Vyacheslav Anatolievich Shalevich (; 27 May 1934 – 21 December 2016) was a Soviet-Russian film, theatre actor and a People's Artist of the RSFSR.

Biography
Vyacheslav Anatolievich Shalevich was born in Moscow in 1934. His father, Anatoly Shalevich, defected to the Red Army and rose to the rank of General of the NKVD. Vyacheslav believed his father had died in the Finnish war. Vyacheslav Anatolievich Shalevich spent his childhood with his mother, Elena.

In 1958 he graduated from the Boris Shchukin Theatre Institute. After graduation he was accepted into the troupe of the State Academic Theatre named after Vakhtangov. Vyacheslav Shalevich was one of the few actors who played in two films with the same name, but are not remakes, Red Square.

Selected filmography
 1958: The Captain's Daughter (Капитанская дочка) as Shvabrin
 1961: Barrier of the Unknown (Барьер неизвестности) as Baykalov
 1963: Now Let Him Go (Теперь пусть уходит) as Stan Beeston
 1967: Three Poplars in Plyushcikha (Три тополя на Плющихе) as Grisha
 1968: Virineya (Виринея) as Ivan Pavlovich
 1968: The Picture of Dorian Gray (Портрет Дориана Грея) as Alan
 1968: The Sixth of July (Шестое июля) as Yakov Blumkin
 1970: Red Square (Красная площадь) as Kutasov
 1970: My Street (Моя улица) as Semyon Semyonovich
 1971: The City Under Lindens (Город под липами) as Boris Popov
 1973: Seventeen Moments of Spring (Семнадцать мгновений весны) as Allen Dulles
 1976: Carlos Espinola Diary (Дневник Карлоса Эспинолы) as school principal
 1978: The Cure Against Fear (Лекарство против страха) as Panafidin
 1980: Code Name Is 'South Thunder' (Кодовое название «Южный гром») as General Beryozov
 1994: The Master and Margarita (Мастер и Маргарита) as Caiaphas
 1999: It's Not recommended To Offending Women (Женщин обижать не рекомендуется) as Admiral
 2004: Red Square (Красная площадь) as Aleksandr Rekunkov (Soviet Union Attorney General in 1981-1988)

Written exercise A :: Locate every line in the rows below that contains the word "dress" and copy each such line. Case counts.

Records to process ::
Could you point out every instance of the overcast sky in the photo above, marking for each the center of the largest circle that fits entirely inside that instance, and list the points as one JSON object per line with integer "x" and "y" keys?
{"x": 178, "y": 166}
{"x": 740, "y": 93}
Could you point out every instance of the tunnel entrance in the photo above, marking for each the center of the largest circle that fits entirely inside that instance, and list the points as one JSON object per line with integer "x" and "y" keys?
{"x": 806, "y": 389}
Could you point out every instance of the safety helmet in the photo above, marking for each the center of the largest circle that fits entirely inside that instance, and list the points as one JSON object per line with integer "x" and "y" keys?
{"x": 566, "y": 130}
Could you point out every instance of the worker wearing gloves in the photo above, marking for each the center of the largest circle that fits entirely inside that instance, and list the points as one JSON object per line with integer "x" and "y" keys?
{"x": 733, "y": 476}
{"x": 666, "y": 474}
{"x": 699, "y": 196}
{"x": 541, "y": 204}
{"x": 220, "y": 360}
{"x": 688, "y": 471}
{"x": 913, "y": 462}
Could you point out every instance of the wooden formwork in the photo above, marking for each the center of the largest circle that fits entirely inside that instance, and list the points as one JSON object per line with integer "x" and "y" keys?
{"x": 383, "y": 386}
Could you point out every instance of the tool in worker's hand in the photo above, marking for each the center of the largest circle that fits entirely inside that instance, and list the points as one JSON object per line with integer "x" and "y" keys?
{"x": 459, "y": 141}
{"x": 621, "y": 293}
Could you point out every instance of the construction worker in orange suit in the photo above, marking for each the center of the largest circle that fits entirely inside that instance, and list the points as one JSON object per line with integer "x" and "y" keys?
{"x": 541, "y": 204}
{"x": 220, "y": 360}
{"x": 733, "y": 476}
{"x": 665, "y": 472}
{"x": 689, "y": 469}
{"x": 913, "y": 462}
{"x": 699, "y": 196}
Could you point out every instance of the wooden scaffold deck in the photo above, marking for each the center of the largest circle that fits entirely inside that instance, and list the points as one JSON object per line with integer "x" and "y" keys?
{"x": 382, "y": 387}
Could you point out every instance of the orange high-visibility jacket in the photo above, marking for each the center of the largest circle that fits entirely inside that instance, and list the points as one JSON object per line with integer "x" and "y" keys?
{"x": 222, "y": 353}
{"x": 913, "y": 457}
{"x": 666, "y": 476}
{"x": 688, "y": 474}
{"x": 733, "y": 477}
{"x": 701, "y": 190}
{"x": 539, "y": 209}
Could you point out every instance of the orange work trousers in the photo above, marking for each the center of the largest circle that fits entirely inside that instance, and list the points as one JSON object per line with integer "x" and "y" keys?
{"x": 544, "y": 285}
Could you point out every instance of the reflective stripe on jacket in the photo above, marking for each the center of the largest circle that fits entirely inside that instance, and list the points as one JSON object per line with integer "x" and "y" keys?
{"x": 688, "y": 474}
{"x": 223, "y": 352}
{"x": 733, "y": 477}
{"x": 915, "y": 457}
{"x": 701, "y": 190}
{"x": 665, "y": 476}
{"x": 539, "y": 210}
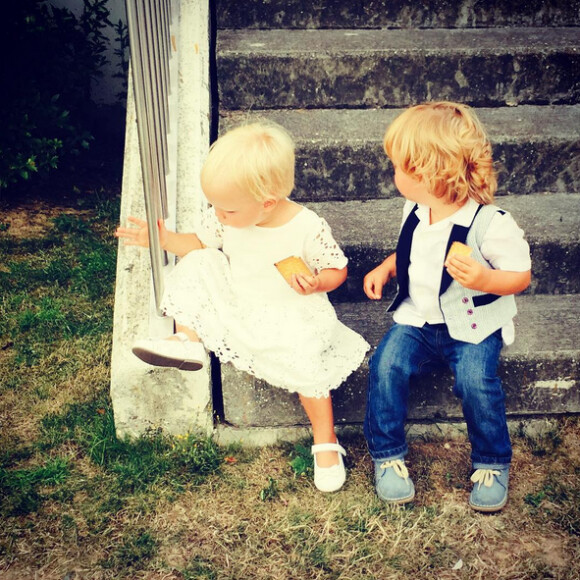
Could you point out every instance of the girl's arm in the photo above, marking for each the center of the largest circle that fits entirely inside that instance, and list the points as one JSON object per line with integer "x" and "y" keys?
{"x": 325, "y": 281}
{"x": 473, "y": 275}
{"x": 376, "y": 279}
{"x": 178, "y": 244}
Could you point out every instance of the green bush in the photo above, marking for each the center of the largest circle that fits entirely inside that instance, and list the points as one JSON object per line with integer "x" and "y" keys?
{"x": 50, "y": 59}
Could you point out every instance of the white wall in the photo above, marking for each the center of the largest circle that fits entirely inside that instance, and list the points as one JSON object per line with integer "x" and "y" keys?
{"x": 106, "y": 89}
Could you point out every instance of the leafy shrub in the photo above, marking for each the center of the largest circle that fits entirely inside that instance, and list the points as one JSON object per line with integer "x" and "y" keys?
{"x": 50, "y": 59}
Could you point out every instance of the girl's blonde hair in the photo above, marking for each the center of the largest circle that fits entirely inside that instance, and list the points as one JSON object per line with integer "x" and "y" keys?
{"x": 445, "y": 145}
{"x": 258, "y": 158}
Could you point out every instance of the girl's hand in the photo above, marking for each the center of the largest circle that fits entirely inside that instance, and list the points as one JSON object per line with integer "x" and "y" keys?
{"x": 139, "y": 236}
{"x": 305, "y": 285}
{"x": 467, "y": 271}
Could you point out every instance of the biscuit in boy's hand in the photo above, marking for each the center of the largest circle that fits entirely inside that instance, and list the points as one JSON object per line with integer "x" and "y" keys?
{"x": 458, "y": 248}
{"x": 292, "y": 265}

==

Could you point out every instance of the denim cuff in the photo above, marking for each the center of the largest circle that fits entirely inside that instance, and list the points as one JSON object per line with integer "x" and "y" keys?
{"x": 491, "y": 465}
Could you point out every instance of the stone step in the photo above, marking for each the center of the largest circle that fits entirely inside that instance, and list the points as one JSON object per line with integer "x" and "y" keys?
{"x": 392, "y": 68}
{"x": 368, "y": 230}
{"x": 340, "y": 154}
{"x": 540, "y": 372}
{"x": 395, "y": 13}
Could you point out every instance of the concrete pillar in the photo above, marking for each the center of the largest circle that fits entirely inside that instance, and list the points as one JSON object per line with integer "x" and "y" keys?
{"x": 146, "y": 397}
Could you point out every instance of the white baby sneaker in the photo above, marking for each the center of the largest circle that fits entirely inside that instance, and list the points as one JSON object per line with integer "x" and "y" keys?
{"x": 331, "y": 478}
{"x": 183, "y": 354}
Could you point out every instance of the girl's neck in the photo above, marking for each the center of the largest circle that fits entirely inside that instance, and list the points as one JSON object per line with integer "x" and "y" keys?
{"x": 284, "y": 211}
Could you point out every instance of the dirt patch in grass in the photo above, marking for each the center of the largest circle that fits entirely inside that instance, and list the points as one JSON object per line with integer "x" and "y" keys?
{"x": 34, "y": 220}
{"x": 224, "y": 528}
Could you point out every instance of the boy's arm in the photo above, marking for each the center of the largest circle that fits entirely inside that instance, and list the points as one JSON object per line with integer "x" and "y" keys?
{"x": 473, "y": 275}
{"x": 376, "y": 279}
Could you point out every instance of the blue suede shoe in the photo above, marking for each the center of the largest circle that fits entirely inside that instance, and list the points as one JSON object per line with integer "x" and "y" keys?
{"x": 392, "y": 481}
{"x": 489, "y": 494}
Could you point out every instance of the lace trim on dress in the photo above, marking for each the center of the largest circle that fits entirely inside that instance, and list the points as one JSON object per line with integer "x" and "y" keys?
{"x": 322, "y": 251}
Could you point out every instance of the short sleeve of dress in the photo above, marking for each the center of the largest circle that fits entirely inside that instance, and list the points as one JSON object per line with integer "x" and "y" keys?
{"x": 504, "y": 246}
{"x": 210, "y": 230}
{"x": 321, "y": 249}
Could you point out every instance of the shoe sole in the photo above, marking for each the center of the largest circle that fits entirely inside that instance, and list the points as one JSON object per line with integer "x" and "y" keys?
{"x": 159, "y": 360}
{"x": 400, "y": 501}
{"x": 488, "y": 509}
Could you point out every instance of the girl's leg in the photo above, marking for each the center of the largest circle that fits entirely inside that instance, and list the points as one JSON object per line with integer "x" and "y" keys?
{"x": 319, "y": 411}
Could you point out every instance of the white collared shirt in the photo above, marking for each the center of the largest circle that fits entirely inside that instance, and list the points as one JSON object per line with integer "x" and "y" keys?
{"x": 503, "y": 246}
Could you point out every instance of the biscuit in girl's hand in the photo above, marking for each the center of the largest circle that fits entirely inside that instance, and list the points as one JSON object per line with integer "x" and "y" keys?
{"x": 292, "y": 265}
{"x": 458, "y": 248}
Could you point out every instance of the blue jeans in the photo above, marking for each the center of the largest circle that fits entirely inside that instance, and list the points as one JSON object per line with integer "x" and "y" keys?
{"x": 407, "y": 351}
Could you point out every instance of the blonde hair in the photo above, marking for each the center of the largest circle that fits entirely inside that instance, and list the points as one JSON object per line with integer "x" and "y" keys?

Written exercise B :: Rewrite the part of the Shalevich biography starting with "Vyacheslav Anatolievich Shalevich (;" and going on through "his mother, Elena.", replacing "Elena" with "Yelena".

Problem solution A ::
Could you point out every instance of the lace trim on dress in the photo above, marking for each the center of the largest circle that fits entirely inside that instance, and list the points as one JSON object per line with integer "x" and "y" keys?
Could you point out every instance of the short sleeve of dress in the photo above, marking for each the center of the largest circle that fits entirely inside that instance, and list the points as one JSON object per line with integer "x" and "y" keys?

Problem solution B ::
Vyacheslav Anatolievich Shalevich (; 27 May 1934 – 21 December 2016) was a Soviet-Russian film, theatre actor and a People's Artist of the RSFSR.

Biography
Vyacheslav Anatolievich Shalevich was born in Moscow in 1934. His father, Anatoly Shalevich, defected to the Red Army and rose to the rank of General of the NKVD. Vyacheslav believed his father had died in the Finnish war. Vyacheslav Anatolievich Shalevich spent his childhood with his mother, Yelena.